## Short exercise
Gather every line of the items below that contains the word "window", treating uppercase and lowercase letters as distinct.

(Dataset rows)
____________
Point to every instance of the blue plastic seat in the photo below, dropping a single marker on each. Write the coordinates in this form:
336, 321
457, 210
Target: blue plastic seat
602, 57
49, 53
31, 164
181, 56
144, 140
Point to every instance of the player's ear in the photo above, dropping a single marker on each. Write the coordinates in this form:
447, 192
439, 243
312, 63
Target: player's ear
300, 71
____________
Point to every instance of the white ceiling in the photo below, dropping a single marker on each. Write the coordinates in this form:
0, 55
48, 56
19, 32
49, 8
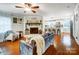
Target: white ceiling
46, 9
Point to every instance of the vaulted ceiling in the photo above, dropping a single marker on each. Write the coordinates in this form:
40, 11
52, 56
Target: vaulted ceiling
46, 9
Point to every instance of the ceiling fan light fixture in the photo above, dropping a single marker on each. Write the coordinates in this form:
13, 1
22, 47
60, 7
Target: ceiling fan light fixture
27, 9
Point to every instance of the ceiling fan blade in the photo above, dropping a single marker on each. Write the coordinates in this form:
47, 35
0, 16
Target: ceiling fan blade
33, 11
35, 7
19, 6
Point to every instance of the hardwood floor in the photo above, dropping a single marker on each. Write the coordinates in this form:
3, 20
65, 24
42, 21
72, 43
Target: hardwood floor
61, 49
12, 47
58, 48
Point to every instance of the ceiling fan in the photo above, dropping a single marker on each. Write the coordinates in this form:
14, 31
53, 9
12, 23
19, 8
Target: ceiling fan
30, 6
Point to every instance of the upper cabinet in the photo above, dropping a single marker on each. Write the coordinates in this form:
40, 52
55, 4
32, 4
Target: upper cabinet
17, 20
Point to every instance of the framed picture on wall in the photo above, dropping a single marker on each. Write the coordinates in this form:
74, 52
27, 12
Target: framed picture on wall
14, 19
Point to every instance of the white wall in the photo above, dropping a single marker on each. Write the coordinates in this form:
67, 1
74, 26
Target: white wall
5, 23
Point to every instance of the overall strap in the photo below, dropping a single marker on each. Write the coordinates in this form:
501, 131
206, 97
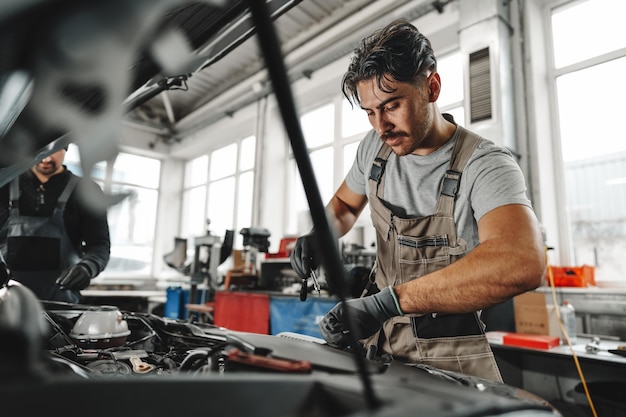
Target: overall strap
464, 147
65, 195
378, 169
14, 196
____________
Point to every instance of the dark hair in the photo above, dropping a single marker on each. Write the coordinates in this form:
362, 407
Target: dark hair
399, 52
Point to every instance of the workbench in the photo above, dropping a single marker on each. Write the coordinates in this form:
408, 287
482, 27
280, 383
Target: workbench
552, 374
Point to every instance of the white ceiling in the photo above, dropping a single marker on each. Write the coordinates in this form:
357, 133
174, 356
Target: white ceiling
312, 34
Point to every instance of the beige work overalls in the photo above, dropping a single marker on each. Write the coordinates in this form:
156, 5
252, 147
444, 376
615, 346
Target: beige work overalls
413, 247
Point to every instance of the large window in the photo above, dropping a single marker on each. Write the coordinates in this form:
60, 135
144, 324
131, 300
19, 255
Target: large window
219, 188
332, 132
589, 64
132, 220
____________
## Written solution
Point to every instance of the large window in the photo above, dropping a single marker on each. Write the coordinates in this form:
Target: large window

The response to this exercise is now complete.